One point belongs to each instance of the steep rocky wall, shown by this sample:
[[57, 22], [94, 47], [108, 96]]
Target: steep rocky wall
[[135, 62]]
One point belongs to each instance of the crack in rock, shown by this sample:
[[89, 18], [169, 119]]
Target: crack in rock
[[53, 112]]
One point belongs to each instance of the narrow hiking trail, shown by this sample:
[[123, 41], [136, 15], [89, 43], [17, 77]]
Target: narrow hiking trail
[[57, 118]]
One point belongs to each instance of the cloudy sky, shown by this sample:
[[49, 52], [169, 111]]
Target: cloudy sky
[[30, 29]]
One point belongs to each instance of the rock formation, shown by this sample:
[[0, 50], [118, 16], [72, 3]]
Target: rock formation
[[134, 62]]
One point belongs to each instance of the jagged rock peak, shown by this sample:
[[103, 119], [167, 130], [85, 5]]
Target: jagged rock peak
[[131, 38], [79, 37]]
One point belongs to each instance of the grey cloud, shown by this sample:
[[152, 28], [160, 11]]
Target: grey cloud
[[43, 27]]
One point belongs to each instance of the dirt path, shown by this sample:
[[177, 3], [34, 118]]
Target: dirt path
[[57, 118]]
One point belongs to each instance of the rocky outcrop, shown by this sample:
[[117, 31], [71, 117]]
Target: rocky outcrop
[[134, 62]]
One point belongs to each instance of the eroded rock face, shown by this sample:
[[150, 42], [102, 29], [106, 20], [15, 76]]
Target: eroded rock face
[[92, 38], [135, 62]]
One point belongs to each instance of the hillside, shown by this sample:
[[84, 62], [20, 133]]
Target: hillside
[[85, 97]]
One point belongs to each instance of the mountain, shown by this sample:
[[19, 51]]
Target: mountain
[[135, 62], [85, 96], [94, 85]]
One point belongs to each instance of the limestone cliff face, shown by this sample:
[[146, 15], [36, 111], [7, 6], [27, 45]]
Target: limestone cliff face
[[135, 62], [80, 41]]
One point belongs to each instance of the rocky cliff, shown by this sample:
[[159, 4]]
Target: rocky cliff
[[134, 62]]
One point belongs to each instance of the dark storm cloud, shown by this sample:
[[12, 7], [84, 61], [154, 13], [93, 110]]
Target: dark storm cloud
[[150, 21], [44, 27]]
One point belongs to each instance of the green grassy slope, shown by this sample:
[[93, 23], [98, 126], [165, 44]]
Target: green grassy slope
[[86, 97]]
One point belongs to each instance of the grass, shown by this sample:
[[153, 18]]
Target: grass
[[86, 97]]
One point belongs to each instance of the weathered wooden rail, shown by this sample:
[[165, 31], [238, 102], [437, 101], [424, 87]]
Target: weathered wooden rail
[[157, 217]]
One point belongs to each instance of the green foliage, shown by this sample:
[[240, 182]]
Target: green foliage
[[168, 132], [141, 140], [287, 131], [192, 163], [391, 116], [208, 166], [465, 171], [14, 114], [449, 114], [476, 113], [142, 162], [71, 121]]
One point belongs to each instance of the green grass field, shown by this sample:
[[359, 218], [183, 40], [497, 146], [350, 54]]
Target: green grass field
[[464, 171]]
────
* WRITTEN INSTRUCTION:
Copy the entire listing above word for word, with nothing added, dropped, or reordered.

* RESPONSE TO THE EXERCISE:
One point belongs to each instance of the steep rocky wall, shown by this sample:
[[57, 22], [94, 47], [108, 96]]
Target: steep rocky wall
[[135, 62]]
One point belongs to each instance of the crack in rock, shown by this sample:
[[89, 18], [169, 119]]
Target: crack in rock
[[53, 112]]
One point belongs to each instance of the narrow hiking trail, shown by this sample:
[[123, 41], [136, 15], [89, 43], [17, 77]]
Target: narrow hiking trail
[[57, 118]]
One point belongs to each instance of the cloudy sky, shown by this sample:
[[49, 52], [169, 111]]
Target: cloudy sky
[[30, 29]]
One point belongs to each instance of the rock formation, shown by this sample:
[[0, 50], [118, 16], [72, 3]]
Target: rock formation
[[134, 62]]
One point belongs to each instance of the jagged rock peak, shown by this sample:
[[103, 119], [167, 130], [85, 5]]
Target: jagged rock peak
[[131, 38], [79, 37]]
One point belongs to each instance of the grey cloud, shown by this sample:
[[152, 28], [160, 11]]
Target: grey cloud
[[43, 27]]
One point belongs to each instance of the dirt path, shown by this sample:
[[177, 3], [34, 118]]
Target: dirt path
[[57, 118]]
One point belongs to each instance of the rocky outcrop, shown by this sample:
[[117, 31], [71, 117]]
Target: rocky outcrop
[[134, 62]]
One point belongs to each instance of the eroded rock face, shown by this sample:
[[150, 42], [102, 29], [106, 20], [15, 76]]
Target: eroded rock face
[[92, 38], [135, 62]]
One point belongs to each instance of the hillside, shown by this sample:
[[84, 62], [20, 133]]
Target: hillside
[[85, 97]]
One point belongs to each instance of the mountain, shown by this sample:
[[19, 51]]
Target: mountain
[[135, 62], [85, 96], [94, 85]]
One point belongs to each instance of the limestone cliff face, shown by this sample:
[[146, 15], [36, 111], [7, 6], [27, 45]]
Target: limestone cliff face
[[135, 62], [80, 41]]
One point belongs to each instance of the rocky cliff, shown by this sample:
[[159, 4]]
Target: rocky cliff
[[134, 62]]
One point belongs to each instance of the dark storm cloud, shown by this sample:
[[12, 7], [84, 61], [154, 13], [93, 110]]
Target: dark storm cloud
[[150, 21], [44, 27]]
One point belongs to each instance of the green grassy slope, shown by this sample:
[[93, 23], [98, 126], [165, 44]]
Target: green grassy slope
[[86, 97]]
One point belongs to each instance of the grass, shown by this sample:
[[153, 18]]
Target: grass
[[86, 97]]
One point belongs to each instance of the weathered wooden rail, shown by this sample:
[[165, 31], [238, 102], [437, 101], [424, 87]]
Target: weathered wooden rail
[[157, 217]]
One point belongs to each instance of the green foliage, shown by this sample:
[[240, 182]]
Target: green foliage
[[168, 132], [141, 140], [287, 131], [192, 163], [391, 116], [208, 166], [465, 171], [14, 114], [449, 114], [476, 113], [142, 162], [71, 121]]
One point belongs to each instance of the green grass field, shown by this sample:
[[359, 218], [183, 40], [497, 146], [350, 54]]
Target: green grass field
[[464, 171]]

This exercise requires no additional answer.